◆ Excerpt to read:

========================================================================

This question involves conditional reasoning. If you are not familiar with conditional reasoning, you will definitely want to spend a significant time studying it to prepare for the LSAT as it is a fundamental concept tested in both logical reasoning and logic games. It also gives many test takers difficulties until they have studied it well. (I only mention this up front because the rest of this answer discusses these concepts.)

In conditional reasoning, the word "if" is completely different in meaning than the words "only if." The word "if" by itself is a sufficient indicator, while the words "only if" together are necessary indicators.

In your question, you used the words "if and only if." Those words express what is called a biconditional. They do not appear anywhere in this question (either in the stimulus or the answers), so we don't have to worry about them here.

========================================================================

◆ Supplied information:
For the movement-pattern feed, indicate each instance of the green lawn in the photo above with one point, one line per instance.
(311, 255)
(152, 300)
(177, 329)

========================================================================

◆ Instructions:
1. Translate this sentence from the conditional reasoning excerpt into French: "The word "if" by itself is a sufficient indicator, while the words "only if" together are necessary indicators."
2. For each statement, say whether it agrees with the conditional reasoning excerpt (yes or no), quoting the words of the excerpt that decide it.
(a) Conditional reasoning is tested in both logical reasoning and logic games.
(b) The words "if and only if" appear in the answer choices of the question being discussed.
(c) The word "if" and the words "only if" carry the same meaning in conditional reasoning.
3. Continue the conditional reasoning excerpt from the point where it stops.

◆ Replies:
1. Le mot « if » à lui seul est un indicateur suffisant, tandis que les mots « only if » ensemble sont des indicateurs nécessaires.

2.
(a) Yes: "it is a fundamental concept tested in both logical reasoning and logic games"
(b) No: "They do not appear anywhere in this question (either in the stimulus or the answers)"
(c) No: "is completely different in meaning than the words"

3.
In the stimulus, the buyer states that he or she will buy a garment "only if" it is fashionable and not too expensive for their clientele. This means that the terms after the words "only if" (fashionable) and (not too expensive), are both necessary for the buyer to buy the garment. You could restate the sentence to say "If the buyer buys a garment, then it is fashionable and not too expensive for the clientele."

You could diagram the sentence:

BG -> F + not TEC

(Where BG stands for Buy Garment, F stands for Fashionable, and not TEC stands for not Too Expensive for Clientele.)

This argument uses the contrapositive. (Again if you are unfamiliar with the term, you will definitely want to study this concept).

The contrapositive to the above diagram is:

not F or TEC -> not BG

(which would be read, if it is not Fashionable or it is too expensive for the clientele, then the buyer will not buy the garment.)

The stimulus then states that the evening dress by Peruka is too expensive for the clientele, so the buyer will not buy the garment.

This is a valid argument using the contrapositive.

Answer B perfectly parallels this reasoning and is correct.

Answer A starts off with two sufficient conditions rather than two necessary conditions, so already it is not parallel.

The first sentence of answer A states that if it is in a warm place and not protected by insulation, then a snowflake will melt.

This could be diagrammed,

WP + not PI -> SM

(where WP stands for warm place, not PI stands for not protected by insulation, and SM stands for snowflake will melt.)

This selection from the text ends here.